SET TASKS →
a. In the text on cycling in Jersey, at what times of day do the very big high tides (spring tides) always occur?
b. Decide whether each statement agrees with the text on cycling in Jersey, answering yes or no and quoting the words that settle it: (i) In Jersey, spring tides are high tides of 10.5m or more. (ii) Disruptive tides are spread evenly across the year. (iii) Neap tides always occur around lunchtime and midnight.
c. Continue the text on cycling in Jersey from where it stops.

SOURCE DOCUMENT →
## Start

In the summer, by contrast, the main objective is to stay cool rather than to stay warm, and fortunately there are very few days that are too hot to go for a low-effort bike-ride. I certainly wouldn’t recommend trying to pedal up any steep hills in temperatures of 28°C or higher. However, on just such days, a downhill or flat terrain bike-ride can actually be your saviour. This is because, when the air is relatively still, a very thin layer of air becomes trapped next to your skin by all the little hairs and wrinkles etc. This layer of air maintains an intermediate temperature, somewhere between that of your body (roughly 37°C) and that of the surrounding air. However, when you start moving at a little bit of speed, this thin layer of air is constantly stripped away. Therefore, if you imagine a 28°C day, a body that is resting in still air will actually be coated in a thin layer of air that is closer to 37°C, but a body that is moving at speed will simply be coated in 28°C air. Still on the hot side, but much more bearable I’m sure you’ll agree.
Living on an Island, we also need to talk about tides
Being a land-based activity, you might not have thought you needed to consider the tides in relation to cycling. However, spring tides are very common (in Jersey these are high tides of 10.5m or more), they occur over a 3-4 day window, with every new moon and full moon (and we get one or other of them every fortnight). This means that for 3-4 days out of every 14 (that equates to 25% of the days of the year) there is a risk of splashes coming over the sea-walls, onto the cycle-path in St Aubin’s Bay and onto some stretches of the coast road in St Clement and Grouville.
Of course we also need a fairly strong onshore wind and/or large waves to make significant splashes, so that reduces the actual hit rate to no more than 10% of days in a typical year. That could also be expressed as an average of about 2-3 days per month, but in reality winds and waves tend to be more severe in the winter, so we actually find that disruptive tides are heavily skewed towards the colder months. An interesting thing to note is that, due to a curious overlap of the solar and lunar cycles, our very big high tides (spring tides) always occur around breakfast and dinner time, whereas our very small high tides (neap tides) always occur around lunchtime and midnight. Given that commuter rush-hours are also around breakfast and dinner time, it’s easy to see the importance of the tidal forecast for those who travel by bike. Perhaps on some occasions, it’s better to choose a route that isn’t so close to the coast.

## End

EXTRACTED MATERIAL →
## Start

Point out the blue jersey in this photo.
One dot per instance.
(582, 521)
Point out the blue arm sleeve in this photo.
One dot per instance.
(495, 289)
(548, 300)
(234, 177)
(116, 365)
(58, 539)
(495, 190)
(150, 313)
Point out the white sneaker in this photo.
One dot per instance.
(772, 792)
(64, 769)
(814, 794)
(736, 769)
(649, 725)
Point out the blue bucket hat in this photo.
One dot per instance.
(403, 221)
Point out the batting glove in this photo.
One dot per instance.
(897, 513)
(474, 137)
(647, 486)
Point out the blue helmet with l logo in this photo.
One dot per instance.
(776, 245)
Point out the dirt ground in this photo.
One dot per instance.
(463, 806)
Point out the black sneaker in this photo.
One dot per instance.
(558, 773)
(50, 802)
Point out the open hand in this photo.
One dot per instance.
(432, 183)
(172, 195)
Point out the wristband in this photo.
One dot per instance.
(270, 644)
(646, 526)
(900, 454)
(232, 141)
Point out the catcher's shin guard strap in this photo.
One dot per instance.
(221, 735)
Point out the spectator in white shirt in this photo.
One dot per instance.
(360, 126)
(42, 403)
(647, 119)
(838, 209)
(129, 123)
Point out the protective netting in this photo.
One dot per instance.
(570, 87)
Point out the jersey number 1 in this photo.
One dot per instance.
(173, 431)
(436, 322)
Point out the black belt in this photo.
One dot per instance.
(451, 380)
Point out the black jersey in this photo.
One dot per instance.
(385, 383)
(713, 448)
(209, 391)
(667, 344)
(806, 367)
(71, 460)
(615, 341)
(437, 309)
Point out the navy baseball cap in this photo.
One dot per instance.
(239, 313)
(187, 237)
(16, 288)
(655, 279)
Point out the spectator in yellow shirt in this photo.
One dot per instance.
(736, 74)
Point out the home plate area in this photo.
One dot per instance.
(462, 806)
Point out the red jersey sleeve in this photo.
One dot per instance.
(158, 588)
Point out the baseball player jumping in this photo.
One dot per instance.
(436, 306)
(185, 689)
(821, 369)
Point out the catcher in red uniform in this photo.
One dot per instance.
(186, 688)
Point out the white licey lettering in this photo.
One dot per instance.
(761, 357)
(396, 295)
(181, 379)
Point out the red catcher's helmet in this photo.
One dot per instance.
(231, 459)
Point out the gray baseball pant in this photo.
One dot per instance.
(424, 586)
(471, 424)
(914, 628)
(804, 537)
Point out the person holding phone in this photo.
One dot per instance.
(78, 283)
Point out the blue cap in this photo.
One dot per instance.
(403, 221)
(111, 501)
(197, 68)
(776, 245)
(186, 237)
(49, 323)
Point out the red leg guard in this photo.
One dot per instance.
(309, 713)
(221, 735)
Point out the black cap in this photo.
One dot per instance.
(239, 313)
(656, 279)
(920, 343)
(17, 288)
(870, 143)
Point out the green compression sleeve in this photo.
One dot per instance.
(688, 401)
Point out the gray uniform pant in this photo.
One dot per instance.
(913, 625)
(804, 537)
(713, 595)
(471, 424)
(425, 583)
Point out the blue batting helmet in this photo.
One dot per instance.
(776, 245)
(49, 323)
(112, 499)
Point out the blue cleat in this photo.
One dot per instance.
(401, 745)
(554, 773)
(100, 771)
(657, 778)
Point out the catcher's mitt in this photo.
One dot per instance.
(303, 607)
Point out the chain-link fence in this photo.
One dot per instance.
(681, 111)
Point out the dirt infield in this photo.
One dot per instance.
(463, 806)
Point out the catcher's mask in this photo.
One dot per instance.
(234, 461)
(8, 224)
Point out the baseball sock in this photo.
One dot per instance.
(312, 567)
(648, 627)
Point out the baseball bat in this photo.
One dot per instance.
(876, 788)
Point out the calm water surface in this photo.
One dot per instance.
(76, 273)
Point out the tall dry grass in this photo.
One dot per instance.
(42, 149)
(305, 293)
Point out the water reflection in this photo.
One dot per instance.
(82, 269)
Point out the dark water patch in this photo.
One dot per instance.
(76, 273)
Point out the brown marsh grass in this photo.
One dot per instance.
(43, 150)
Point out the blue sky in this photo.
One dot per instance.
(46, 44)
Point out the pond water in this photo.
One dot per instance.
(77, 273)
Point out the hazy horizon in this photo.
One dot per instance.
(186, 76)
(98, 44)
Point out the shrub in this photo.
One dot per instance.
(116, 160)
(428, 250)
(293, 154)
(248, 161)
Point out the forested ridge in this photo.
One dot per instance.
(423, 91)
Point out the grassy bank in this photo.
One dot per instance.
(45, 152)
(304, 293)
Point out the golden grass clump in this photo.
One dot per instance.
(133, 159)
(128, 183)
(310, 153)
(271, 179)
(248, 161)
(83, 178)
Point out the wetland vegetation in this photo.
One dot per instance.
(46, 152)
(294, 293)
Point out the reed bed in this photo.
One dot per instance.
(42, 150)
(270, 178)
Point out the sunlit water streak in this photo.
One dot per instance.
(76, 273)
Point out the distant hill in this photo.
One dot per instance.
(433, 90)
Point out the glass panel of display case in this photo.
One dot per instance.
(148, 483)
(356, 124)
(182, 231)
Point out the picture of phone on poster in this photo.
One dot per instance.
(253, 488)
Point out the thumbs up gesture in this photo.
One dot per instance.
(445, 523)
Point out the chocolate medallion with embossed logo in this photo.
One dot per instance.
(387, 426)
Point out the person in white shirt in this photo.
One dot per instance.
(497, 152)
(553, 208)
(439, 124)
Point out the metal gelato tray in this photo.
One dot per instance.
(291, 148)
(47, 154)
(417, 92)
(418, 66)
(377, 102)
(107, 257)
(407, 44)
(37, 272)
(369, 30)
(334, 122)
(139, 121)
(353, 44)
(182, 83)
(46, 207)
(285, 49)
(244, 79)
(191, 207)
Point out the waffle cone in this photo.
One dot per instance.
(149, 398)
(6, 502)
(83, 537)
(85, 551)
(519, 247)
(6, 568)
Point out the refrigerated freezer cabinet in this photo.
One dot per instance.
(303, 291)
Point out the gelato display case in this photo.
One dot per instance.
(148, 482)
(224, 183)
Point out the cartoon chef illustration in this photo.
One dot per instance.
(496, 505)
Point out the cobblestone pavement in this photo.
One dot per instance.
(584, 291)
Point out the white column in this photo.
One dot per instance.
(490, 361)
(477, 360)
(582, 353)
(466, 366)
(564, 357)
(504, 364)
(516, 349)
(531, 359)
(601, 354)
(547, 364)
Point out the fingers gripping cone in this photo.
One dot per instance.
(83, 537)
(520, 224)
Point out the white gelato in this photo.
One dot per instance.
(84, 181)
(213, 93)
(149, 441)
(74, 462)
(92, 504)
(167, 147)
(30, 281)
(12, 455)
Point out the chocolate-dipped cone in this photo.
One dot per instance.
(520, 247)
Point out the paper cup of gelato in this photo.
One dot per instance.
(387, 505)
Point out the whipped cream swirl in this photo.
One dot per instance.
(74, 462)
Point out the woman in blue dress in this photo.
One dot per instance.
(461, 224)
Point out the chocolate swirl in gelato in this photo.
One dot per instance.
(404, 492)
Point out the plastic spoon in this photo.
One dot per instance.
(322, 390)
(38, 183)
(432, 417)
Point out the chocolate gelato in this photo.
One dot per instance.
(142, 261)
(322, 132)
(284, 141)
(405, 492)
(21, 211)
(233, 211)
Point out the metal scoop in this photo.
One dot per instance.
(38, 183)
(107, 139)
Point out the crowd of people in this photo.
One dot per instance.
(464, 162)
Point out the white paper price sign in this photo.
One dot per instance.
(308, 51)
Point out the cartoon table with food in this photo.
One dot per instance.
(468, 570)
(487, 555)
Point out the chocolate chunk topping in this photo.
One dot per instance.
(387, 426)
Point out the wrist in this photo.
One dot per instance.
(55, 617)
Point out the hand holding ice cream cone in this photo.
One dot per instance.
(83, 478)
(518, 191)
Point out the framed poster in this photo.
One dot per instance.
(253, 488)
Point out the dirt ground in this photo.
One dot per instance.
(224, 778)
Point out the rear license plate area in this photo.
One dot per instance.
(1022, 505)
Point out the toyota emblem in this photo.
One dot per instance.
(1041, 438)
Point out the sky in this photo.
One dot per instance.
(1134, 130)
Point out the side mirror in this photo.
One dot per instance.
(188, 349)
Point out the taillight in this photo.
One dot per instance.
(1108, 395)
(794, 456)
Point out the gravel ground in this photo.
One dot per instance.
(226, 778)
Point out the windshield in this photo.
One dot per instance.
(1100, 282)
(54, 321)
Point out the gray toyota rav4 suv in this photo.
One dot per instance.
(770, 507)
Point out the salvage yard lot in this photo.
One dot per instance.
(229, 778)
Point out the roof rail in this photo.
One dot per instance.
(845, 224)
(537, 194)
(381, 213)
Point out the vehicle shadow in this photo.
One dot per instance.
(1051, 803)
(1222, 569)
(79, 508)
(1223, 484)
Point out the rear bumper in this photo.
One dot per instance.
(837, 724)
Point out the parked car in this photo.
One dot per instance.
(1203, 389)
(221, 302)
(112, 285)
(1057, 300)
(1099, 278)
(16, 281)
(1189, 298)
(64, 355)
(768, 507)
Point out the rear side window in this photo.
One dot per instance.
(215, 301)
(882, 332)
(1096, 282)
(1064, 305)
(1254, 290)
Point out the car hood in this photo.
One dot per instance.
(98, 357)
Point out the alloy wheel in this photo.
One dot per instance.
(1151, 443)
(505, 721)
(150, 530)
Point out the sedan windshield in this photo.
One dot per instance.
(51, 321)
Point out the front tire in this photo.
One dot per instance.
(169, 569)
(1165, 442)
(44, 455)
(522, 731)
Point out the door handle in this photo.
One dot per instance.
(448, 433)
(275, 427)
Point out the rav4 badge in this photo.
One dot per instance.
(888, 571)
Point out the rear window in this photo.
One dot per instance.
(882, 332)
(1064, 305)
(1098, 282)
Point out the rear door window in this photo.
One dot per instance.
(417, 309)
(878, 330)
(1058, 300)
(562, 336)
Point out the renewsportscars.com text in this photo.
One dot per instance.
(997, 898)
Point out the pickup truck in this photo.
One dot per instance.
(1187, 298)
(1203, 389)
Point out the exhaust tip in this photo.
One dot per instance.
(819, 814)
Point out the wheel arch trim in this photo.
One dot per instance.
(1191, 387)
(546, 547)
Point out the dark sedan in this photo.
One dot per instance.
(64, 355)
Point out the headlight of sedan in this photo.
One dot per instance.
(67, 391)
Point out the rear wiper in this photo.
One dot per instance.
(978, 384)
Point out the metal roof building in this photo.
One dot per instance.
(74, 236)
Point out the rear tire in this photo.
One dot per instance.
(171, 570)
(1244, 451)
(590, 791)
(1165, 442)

## End

ANSWER SET →
a. Around breakfast and dinner time.

b.
(i) Yes: "in Jersey these are high tides of 10.5m or more"
(ii) No: "disruptive tides are heavily skewed towards the colder months"
(iii) Yes: "our very small high tides (neap tides) always occur around lunchtime and midnight"

c.
All these aspects of the weather need to be considered together. There are many ways to get wet… coming up from the ground, coming down from the sky, coming over the sea-wall or coming out of the pores in your skin. Amongst other things, the latter is most dependent on the strength and the direction of the wind. Add in the temperature detail, and you are all set to choose the right bike, the right clothing, the right departure time, the right route and whether or not to pack a towel and deodorant. It won’t always be plain sailing, but good interpretation of good weather forecasts will certainly go a long way to help. With that, I will sign off on this blog and wish you all lots of happy healthy cycling!
If you are not already a big follower of the wind forecast, then please remember that when we describe wind direction it is where the wind is coming from, not where it is going to. Therefore, a Westerly wind is blowing from St Aubin towards St Helier and an Easterly wind is blowing from St Helier towards St Aubin; likewise a Northerly wind will be blowing from Gorey to La Rocque and a Southerly wind will be blowing from La Rocque to Gorey. Also, please remember that when we describe wind speed, we use the Beaufort scale. Therefore a force 4, for example, is not 4mph but it is within the range 12-18mph.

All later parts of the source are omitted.